- _Excerpt_
Disinvestment from fossil fuel companies
The Church of England General Synod is set to discuss a motion that supports disinvestment from fossil fuel companies. At its General Assembly recently the Church of Scotland voted against such action. (see the article on Church of Scotland website, 7 June 2018). Is disinvestment the best policy?
Sell your shares and you lose influence, you become another commenter, another moaner shouting from outside the window. Keep your shares and you have a right to comment inside the company. Quiet conversation by letter allows the recipient to reflect, weigh the comments and to assess the weight of argument over time as your views add onto those of other like-minded shareholders.
The recent votes against the remuneration policy for directors on some public companies suggest that many institutional investors are active in arguing for restraint. Shareholders, generally, underuse their voting power but when roused can cause directors to reflect and consider shareholders views. I will vote against ALL directors except the financial director (someone has to keep the company running) if the board is heavily biased to one or other sex. I have set my own minimum acceptable percentage for female representation on boards – but this would also apply to a board biased against males too. The principle applies to many issues. I won’t have a big effect on the vote as I’m not a millionaire. But sitting on your hands causes them to go ‘dead’ from pressure, it is better to put the pressure on the company board. Write and tell them of your action and reasons; by that I mean write individually to every director (to avoid the chairman or company secretary diluting your efforts).

Excerpts from a dataset:

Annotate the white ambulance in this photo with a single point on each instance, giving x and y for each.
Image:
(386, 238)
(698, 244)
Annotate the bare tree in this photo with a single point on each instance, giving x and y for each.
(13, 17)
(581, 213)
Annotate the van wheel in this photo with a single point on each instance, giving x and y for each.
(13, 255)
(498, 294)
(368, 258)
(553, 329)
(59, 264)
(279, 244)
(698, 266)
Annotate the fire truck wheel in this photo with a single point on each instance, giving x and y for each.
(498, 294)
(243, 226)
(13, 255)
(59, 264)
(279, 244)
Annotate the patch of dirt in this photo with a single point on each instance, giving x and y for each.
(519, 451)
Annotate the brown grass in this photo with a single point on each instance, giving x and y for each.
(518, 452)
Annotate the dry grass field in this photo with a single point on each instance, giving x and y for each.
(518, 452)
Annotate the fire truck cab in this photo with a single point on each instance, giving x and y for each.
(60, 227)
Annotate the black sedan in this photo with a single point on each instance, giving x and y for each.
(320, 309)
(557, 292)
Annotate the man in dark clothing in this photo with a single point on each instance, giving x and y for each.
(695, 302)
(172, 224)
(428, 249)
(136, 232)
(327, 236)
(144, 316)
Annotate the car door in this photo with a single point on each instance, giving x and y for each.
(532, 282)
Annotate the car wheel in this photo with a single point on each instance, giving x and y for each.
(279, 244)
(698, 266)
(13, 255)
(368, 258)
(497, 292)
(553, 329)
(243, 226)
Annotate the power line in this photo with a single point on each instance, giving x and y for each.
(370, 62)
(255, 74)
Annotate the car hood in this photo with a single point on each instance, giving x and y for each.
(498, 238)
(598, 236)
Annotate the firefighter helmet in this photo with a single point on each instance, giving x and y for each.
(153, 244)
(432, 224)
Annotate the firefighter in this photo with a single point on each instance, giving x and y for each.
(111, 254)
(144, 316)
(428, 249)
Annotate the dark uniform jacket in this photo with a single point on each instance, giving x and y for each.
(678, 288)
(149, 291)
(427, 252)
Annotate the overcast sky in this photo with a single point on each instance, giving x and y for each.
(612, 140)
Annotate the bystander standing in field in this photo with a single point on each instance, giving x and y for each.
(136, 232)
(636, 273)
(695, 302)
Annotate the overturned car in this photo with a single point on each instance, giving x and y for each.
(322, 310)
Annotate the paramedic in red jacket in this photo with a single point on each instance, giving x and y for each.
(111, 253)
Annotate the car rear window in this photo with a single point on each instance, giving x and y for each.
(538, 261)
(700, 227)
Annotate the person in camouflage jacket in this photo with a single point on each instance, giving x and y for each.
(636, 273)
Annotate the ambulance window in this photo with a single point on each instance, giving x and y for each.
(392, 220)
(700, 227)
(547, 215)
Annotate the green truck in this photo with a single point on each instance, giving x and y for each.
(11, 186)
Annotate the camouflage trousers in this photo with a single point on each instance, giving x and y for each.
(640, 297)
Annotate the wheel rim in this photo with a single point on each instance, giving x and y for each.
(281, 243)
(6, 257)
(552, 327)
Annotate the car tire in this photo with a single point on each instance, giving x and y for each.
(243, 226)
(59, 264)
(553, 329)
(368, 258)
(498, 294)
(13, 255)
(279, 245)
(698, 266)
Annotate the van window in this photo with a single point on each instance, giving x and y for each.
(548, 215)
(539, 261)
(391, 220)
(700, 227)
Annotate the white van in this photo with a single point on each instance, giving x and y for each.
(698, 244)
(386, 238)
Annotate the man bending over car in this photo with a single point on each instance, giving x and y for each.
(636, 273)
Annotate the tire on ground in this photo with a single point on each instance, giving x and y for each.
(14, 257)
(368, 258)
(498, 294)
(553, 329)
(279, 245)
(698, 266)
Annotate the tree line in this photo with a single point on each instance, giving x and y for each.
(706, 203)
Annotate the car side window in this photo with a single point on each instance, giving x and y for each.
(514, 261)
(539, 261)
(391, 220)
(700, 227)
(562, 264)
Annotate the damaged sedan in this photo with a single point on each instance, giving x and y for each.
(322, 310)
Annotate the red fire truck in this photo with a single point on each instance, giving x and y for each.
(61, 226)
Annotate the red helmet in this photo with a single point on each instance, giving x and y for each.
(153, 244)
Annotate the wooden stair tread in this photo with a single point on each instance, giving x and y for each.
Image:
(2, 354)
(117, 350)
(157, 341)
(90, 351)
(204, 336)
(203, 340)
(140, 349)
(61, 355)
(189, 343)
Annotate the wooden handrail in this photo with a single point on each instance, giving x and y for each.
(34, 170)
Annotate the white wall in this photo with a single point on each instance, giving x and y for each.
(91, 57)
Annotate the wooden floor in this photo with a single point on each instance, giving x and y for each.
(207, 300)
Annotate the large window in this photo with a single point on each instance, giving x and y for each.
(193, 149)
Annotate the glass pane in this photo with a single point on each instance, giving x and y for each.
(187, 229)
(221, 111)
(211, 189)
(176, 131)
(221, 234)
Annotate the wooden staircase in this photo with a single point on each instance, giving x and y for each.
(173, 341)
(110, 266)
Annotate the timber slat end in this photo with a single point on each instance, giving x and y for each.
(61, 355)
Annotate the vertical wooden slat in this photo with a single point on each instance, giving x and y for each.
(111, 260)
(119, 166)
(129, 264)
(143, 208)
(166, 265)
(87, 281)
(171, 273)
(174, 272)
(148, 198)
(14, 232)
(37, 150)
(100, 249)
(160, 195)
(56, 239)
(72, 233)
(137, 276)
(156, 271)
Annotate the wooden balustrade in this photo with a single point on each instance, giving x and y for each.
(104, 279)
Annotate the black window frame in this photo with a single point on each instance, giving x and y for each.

- _Exercise set_
(a) Name every role on a company board that the piece on fossil fuel disinvestment mentions.
(b) Resume the piece on fossil fuel disinvestment from the point where it stops.

- _Exercise answers_
(a) directors, financial director, chairman, company secretary

(b)
We are called as Christians to be salt and light to the world; a bit of salt on the companies skin may cause irritation. An explanation to the directors lights up the issue where most effect can be made. Polite quiet reasoning beats shouting into the wind outside the gate. Remember though that workers jobs are at risk. We are called as Christians to live in the world but are not off the world. We walk to the beat of a different drum. We are called on to be part of society but to show God’s value of justice, morality compassion etc. so using shareholders voting power is a reasonable thing, using it to confront misuse of the planet is then a duty. But then we have to live in harmony with other Christians who see the issue differently.
Dr Andrew Wright was a medical science lecturer in Hong Kong and Edinburgh. He is a Director of JRI.
Photo: Oil Wells, Wikimedia Commons.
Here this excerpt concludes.